--- Start of Exercise materials ---

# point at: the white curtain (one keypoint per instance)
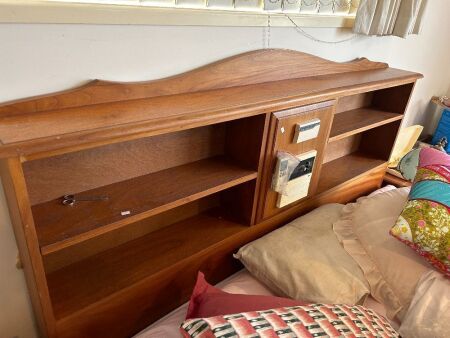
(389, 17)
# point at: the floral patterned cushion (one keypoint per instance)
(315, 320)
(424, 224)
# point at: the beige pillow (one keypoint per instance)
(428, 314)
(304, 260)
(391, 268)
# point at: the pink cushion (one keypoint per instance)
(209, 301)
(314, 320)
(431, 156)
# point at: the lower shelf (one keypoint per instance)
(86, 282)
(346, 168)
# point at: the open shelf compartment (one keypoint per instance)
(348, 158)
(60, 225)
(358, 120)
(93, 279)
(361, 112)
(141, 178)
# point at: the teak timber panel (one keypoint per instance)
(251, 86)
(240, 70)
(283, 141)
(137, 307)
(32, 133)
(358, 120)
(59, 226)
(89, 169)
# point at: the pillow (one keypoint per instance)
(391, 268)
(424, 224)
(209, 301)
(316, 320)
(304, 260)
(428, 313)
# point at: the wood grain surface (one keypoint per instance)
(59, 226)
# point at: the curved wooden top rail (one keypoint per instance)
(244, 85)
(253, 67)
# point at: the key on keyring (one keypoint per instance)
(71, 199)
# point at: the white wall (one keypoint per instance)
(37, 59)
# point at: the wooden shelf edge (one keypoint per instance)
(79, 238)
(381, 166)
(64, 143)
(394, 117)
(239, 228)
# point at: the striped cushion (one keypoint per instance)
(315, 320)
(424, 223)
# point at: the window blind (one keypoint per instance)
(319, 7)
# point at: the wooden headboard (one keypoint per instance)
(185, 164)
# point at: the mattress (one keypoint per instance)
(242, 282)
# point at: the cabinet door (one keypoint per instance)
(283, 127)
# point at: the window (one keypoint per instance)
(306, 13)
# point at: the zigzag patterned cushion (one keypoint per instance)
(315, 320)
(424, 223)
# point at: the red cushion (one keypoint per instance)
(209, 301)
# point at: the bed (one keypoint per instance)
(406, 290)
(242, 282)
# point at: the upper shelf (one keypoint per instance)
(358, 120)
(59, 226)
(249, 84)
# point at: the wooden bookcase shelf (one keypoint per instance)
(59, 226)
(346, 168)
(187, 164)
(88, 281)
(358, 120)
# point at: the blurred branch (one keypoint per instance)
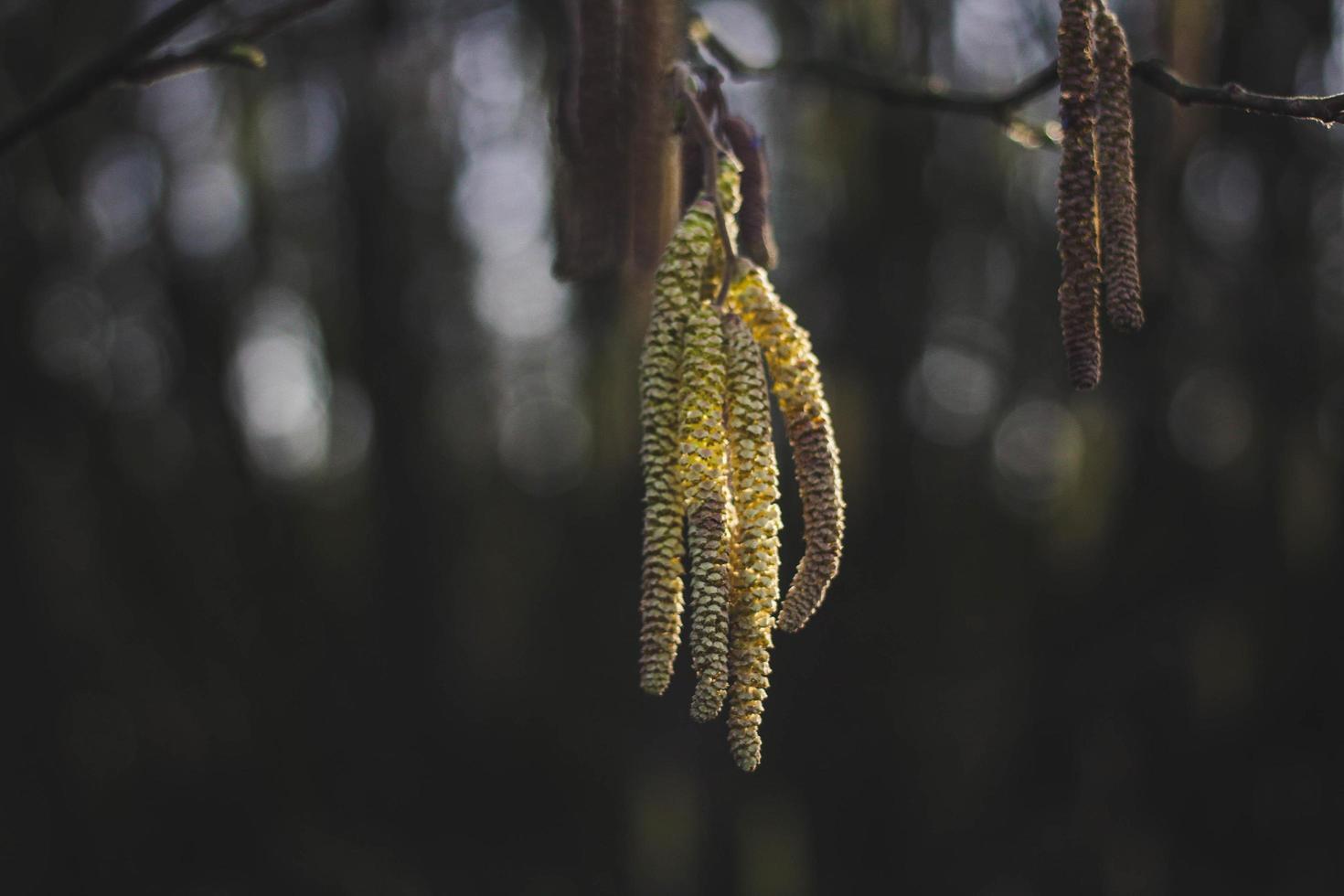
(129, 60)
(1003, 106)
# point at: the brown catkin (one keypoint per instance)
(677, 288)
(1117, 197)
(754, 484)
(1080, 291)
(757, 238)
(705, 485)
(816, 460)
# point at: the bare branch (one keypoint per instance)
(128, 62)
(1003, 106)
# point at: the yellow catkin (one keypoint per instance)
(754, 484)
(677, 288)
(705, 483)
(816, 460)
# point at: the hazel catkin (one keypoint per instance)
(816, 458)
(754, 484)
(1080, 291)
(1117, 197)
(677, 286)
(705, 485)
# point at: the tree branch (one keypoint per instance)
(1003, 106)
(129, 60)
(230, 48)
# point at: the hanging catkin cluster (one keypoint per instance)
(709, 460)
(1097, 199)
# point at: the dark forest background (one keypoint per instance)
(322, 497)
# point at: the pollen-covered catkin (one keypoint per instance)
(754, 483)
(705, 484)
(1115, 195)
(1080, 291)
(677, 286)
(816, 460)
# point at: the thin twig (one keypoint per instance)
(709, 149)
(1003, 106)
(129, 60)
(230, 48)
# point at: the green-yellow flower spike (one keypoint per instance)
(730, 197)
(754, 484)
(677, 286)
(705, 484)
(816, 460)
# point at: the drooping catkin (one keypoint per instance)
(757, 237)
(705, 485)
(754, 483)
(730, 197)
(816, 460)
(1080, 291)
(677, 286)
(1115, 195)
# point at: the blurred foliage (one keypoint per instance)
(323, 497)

--- End of Exercise materials ---
--- Start of Exercise materials ---

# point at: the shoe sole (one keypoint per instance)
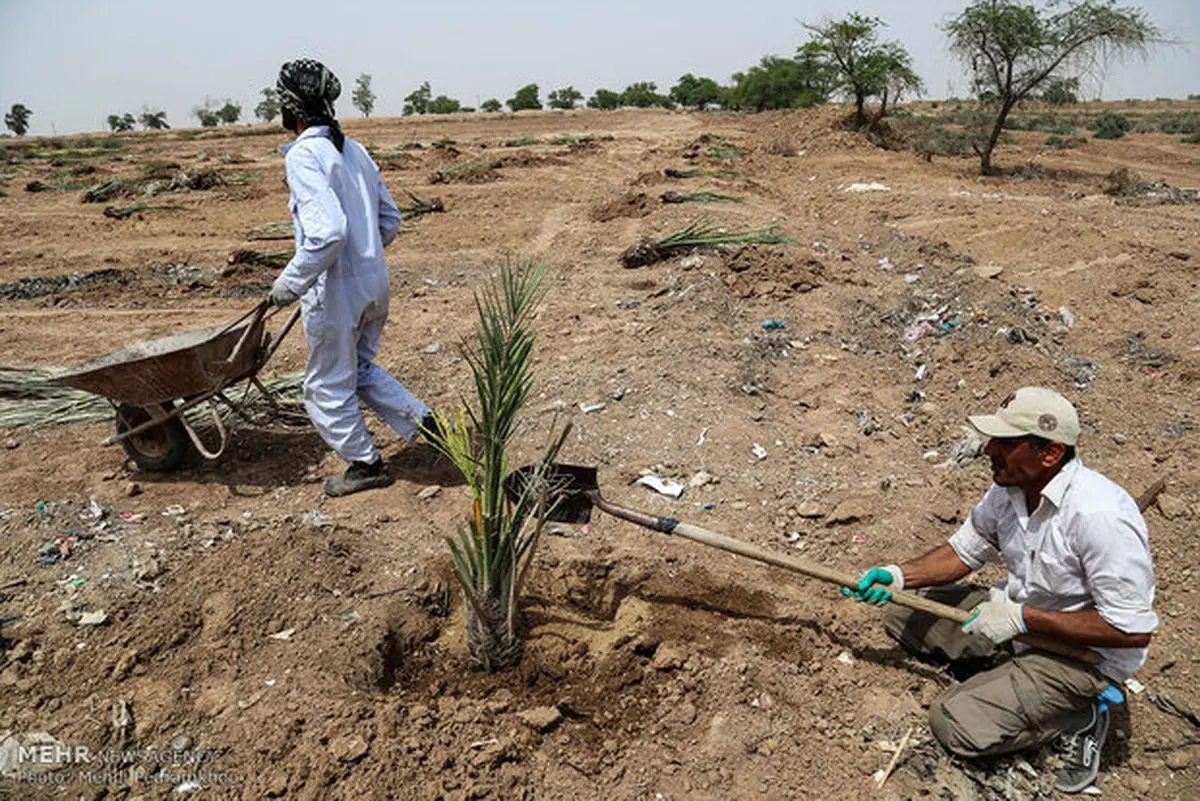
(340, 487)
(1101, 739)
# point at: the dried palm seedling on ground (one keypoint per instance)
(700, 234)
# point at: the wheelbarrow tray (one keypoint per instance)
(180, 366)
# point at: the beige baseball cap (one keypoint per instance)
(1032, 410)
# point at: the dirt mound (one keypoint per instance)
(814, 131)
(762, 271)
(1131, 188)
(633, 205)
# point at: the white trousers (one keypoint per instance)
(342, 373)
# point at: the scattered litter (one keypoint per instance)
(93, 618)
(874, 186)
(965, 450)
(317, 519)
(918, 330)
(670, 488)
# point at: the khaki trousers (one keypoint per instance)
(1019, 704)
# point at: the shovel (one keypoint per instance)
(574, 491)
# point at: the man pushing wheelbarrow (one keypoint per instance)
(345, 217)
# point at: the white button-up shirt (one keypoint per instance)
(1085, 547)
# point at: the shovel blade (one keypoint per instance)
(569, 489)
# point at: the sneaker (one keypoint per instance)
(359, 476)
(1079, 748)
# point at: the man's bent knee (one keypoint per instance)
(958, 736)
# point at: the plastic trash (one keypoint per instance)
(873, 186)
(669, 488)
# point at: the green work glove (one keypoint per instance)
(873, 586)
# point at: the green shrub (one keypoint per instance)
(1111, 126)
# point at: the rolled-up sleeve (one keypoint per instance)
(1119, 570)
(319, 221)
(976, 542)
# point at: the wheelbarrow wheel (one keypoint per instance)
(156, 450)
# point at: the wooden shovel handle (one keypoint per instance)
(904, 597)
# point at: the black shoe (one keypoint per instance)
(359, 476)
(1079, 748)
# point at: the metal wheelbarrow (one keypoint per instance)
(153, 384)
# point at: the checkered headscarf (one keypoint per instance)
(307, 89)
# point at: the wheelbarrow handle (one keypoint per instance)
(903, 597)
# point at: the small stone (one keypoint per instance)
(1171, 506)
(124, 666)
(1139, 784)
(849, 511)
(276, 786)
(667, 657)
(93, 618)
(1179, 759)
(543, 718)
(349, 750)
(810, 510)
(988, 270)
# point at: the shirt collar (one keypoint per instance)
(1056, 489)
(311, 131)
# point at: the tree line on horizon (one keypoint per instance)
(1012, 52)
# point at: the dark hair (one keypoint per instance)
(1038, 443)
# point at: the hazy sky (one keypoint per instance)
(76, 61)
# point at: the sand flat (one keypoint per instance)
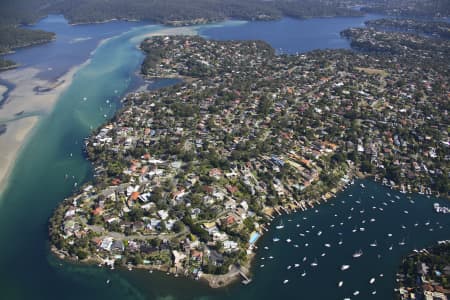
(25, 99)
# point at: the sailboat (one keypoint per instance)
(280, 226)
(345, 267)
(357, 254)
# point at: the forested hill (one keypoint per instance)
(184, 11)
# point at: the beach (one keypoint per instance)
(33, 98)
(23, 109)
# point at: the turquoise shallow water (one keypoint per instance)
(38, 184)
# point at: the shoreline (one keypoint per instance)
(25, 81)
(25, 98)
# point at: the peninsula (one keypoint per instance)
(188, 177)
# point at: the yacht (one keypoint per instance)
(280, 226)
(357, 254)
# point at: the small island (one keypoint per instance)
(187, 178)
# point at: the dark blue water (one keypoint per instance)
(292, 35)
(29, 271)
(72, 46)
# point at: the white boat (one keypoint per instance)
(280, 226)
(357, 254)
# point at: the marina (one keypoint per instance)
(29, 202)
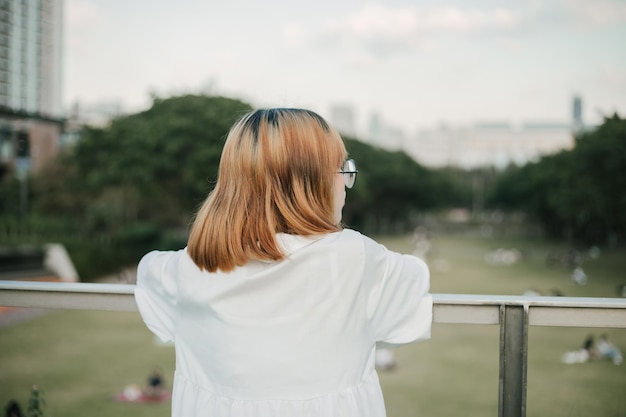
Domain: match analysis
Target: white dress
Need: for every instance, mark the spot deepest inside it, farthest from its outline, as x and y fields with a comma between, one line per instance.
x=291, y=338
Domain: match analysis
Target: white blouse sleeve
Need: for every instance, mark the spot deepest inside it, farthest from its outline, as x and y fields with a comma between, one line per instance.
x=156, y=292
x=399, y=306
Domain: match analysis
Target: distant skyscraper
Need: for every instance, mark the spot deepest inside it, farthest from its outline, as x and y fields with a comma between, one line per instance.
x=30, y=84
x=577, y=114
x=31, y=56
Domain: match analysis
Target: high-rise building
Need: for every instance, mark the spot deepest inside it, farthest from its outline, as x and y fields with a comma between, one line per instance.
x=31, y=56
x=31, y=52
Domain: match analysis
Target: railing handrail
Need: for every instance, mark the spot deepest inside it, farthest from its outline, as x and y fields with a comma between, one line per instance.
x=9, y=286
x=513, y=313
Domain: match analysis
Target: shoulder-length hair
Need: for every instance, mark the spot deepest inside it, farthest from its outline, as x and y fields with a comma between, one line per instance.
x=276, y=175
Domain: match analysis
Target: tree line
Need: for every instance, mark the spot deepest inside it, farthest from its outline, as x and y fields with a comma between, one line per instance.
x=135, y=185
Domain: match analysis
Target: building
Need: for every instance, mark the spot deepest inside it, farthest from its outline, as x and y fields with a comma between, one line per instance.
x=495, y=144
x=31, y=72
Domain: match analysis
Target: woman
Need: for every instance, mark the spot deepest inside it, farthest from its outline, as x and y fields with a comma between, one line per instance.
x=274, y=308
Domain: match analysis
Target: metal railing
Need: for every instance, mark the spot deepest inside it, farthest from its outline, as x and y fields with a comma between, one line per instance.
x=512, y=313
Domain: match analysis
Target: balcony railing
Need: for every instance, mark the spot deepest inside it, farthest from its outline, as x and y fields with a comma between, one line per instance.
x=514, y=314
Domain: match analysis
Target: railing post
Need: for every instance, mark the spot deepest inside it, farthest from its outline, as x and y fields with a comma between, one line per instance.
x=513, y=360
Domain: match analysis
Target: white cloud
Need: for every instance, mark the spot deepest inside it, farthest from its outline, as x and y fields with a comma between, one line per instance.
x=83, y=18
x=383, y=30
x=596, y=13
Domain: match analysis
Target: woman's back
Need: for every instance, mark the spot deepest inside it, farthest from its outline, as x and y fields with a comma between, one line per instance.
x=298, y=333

--- End of Exercise materials ---

Work to complete>
Gather every line of the material above that contains the string "cushion", treating uppercase and lowercase as different.

Solution>
# point at: the floral patterned cushion (one keypoint per instance)
# point at: the pink cushion (one keypoint per instance)
# point at: the striped cushion (one keypoint per instance)
# point at: the zigzag patterned cushion (one keypoint per instance)
# point at: the red cushion (one keypoint per instance)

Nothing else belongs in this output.